W3C home > Mailing lists > Public > public-webapps@w3.org > October to December 2011

Re: Sanatising HTML content through sandboxing

From: Jonas Sicking <jonas@sicking.cc>
Date: Tue, 8 Nov 2011 23:28:59 -0800
Message-ID: <CA+c2ei-XaQtRHdgpNHUHd=45mZyCFbahz0V30PcWtx9PmG-j8A@mail.gmail.com>
To: Ryan Seddon <seddon.ryan@gmail.com>
Cc: public-webapps <public-webapps@w3.org>
Given that this type of sandbox would work very differently from the
iframe sandbox, I think reusing the same attribute name would be
confusing.

Additionally, what's the behavior if you remove the attribute? What if
you do elem.innerHTML += "foo" on the element after having removed the
sandbox? Or on an elements parent?

Or what happens if you do foo.innerHTML = bar.innerHTML where a parent
of bar has sandbox set?

When sanitizing, I strongly feel that we should simply remove all
content that could execute script as to ensure that it doesn't leak
somewhere else when markup is copied. Trying to ensure that it never
executes, while still allowing it to exist, is too high risk IMO.

/ Jonas

On Tue, Nov 8, 2011 at 5:21 PM, Ryan Seddon <seddon.ryan@gmail.com> wrote:
> Right now there is no simple way to sanitise HTML content by stripping it of
> any potentially malicious HTML such as scripts etc.
====================
OBJECTIVE A:
Pull out a passage from the message on HTML sandboxing word for word, beginning at the words "Or what happens" and stopping after the words "high risk IMO.".
The message and the rows come from unrelated sources.
====================
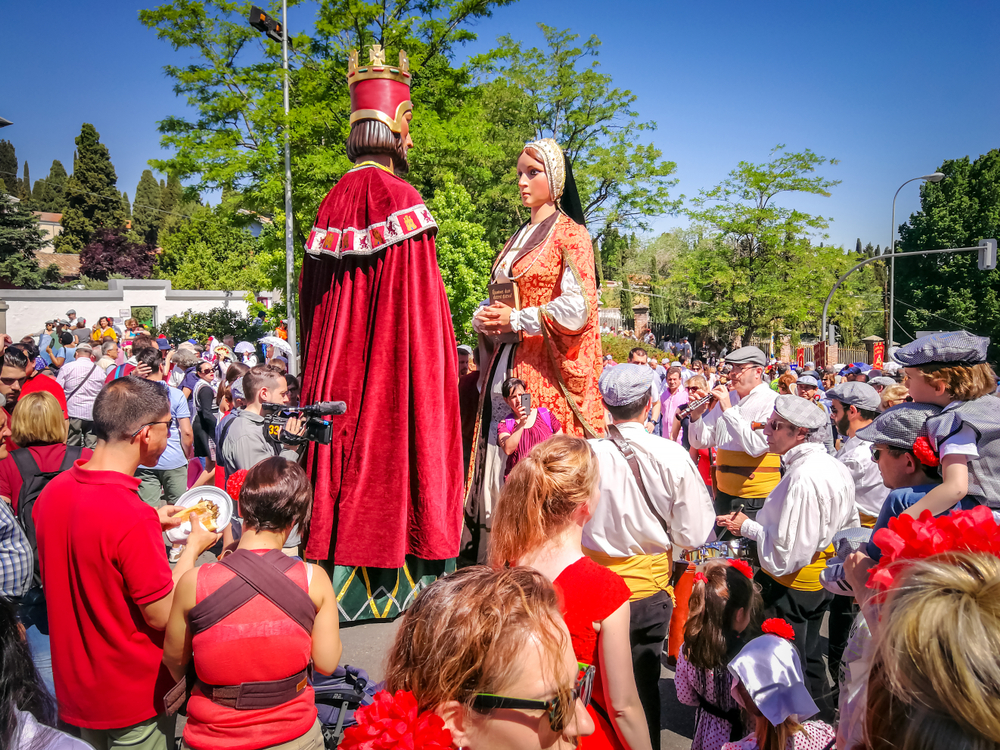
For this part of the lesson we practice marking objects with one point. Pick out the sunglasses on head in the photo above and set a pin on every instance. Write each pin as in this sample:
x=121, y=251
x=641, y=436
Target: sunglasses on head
x=560, y=708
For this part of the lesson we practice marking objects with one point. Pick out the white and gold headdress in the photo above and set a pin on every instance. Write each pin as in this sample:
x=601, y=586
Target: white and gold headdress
x=555, y=165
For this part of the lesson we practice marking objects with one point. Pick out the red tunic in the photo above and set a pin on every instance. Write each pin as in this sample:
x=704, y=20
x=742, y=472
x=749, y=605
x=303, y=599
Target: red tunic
x=590, y=593
x=377, y=334
x=256, y=643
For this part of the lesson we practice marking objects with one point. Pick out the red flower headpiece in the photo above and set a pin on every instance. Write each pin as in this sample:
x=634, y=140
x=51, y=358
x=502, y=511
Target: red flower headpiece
x=235, y=483
x=392, y=722
x=907, y=538
x=779, y=627
x=743, y=566
x=924, y=452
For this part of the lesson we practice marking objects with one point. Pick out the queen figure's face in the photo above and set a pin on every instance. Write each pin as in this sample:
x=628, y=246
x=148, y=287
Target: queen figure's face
x=532, y=181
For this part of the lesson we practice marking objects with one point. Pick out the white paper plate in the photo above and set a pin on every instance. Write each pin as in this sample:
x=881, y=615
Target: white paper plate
x=193, y=496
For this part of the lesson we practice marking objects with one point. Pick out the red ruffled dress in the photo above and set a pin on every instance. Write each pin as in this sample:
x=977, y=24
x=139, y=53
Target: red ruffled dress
x=590, y=593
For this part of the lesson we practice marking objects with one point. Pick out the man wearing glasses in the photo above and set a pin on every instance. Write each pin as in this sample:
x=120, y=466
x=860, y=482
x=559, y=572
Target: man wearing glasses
x=166, y=481
x=794, y=530
x=746, y=472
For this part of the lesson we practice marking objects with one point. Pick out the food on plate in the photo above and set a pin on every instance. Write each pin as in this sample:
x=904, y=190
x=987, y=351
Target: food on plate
x=208, y=513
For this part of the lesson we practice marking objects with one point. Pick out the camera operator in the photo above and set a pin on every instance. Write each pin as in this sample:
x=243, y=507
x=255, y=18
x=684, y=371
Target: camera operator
x=245, y=442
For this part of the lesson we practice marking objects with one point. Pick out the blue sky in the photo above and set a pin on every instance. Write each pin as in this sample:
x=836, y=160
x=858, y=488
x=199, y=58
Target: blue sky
x=891, y=88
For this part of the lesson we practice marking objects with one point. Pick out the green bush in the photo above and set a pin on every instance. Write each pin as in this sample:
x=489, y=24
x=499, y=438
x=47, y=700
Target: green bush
x=218, y=322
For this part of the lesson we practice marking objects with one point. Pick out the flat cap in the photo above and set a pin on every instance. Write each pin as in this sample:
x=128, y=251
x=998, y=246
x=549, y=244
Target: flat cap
x=747, y=355
x=953, y=347
x=899, y=426
x=800, y=412
x=856, y=394
x=625, y=384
====================
OBJECTIVE B:
Turn the rows into a JSON list of strings with one string per line and no blank lines. Begin at the start of the rows, stop after the line that contains "x=256, y=643", and leave the pictures out.

CORRECT RESULT A:
Or what happens if you do foo.innerHTML = bar.innerHTML where a parent
of bar has sandbox set?

When sanitizing, I strongly feel that we should simply remove all
content that could execute script as to ensure that it doesn't leak
somewhere else when markup is copied. Trying to ensure that it never
executes, while still allowing it to exist, is too high risk IMO.

CORRECT RESULT B:
[
  "For this part of the lesson we practice marking objects with one point. Pick out the sunglasses on head in the photo above and set a pin on every instance. Write each pin as in this sample:",
  "x=121, y=251",
  "x=641, y=436",
  "Target: sunglasses on head",
  "x=560, y=708",
  "For this part of the lesson we practice marking objects with one point. Pick out the white and gold headdress in the photo above and set a pin on every instance. Write each pin as in this sample:",
  "x=601, y=586",
  "Target: white and gold headdress",
  "x=555, y=165",
  "For this part of the lesson we practice marking objects with one point. Pick out the red tunic in the photo above and set a pin on every instance. Write each pin as in this sample:",
  "x=704, y=20",
  "x=742, y=472",
  "x=749, y=605",
  "x=303, y=599",
  "Target: red tunic",
  "x=590, y=593",
  "x=377, y=334",
  "x=256, y=643"
]